(Dataset records)
Content starts

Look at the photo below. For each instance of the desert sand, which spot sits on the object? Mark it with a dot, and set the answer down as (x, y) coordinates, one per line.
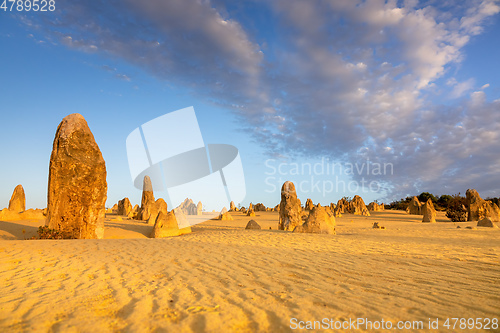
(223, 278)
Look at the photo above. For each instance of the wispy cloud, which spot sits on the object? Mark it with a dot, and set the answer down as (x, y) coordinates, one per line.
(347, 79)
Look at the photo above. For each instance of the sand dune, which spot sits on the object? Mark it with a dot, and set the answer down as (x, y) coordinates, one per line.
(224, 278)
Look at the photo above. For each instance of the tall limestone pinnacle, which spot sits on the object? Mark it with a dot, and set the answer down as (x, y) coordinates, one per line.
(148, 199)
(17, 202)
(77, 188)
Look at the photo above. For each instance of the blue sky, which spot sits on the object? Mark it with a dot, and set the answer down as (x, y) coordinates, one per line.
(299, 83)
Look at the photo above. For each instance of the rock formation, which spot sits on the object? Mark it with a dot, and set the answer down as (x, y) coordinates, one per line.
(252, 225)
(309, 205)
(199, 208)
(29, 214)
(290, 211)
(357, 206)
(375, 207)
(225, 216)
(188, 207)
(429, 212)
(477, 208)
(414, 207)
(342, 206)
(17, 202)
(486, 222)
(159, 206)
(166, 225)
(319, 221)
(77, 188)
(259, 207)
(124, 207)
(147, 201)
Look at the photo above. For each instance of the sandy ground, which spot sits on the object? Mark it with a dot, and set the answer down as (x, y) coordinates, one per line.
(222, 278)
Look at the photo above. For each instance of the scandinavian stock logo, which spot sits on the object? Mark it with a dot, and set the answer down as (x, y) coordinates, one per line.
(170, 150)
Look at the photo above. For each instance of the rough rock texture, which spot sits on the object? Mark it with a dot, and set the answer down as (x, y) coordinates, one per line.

Content ends

▶ _Requirement_:
Return, without any change, only the lines from the one containing "Look at the photo above. For each instance of the blue" through the last line of the entries above.

▶ _Task solution_:
Look at the photo above. For each instance of the blue sky, which spot sits on the object? Mark it with a dot, and set the answer down as (x, y) coordinates, one per line.
(299, 83)
Look at the photo above. For each instance of the rock formation, which spot sits on the object? Mark it with a dot, and set the answer down as (x, y) coordinates, one per line.
(252, 225)
(309, 205)
(199, 208)
(29, 214)
(290, 211)
(357, 206)
(375, 207)
(225, 216)
(188, 207)
(429, 212)
(477, 208)
(414, 207)
(342, 206)
(17, 202)
(486, 222)
(159, 206)
(166, 225)
(319, 221)
(77, 188)
(259, 207)
(124, 207)
(147, 201)
Look at the photo above. For each instance of the sandy ground, which spot sits on the object? Mark it with a dot, and set the answer down as (x, y) coordinates, one per line.
(222, 278)
Look at the photo above. For each instance of the scandinavian stock logo, which spot sits on the object? Mark it with a dot, and set the answer down as (x, y) coordinates, one per line.
(170, 150)
Look at the photo above. For each instance of the rough rock texture, which spot sits on the object? Mark it with a dot, and set the answer down as (x, y) coordinates, one per line.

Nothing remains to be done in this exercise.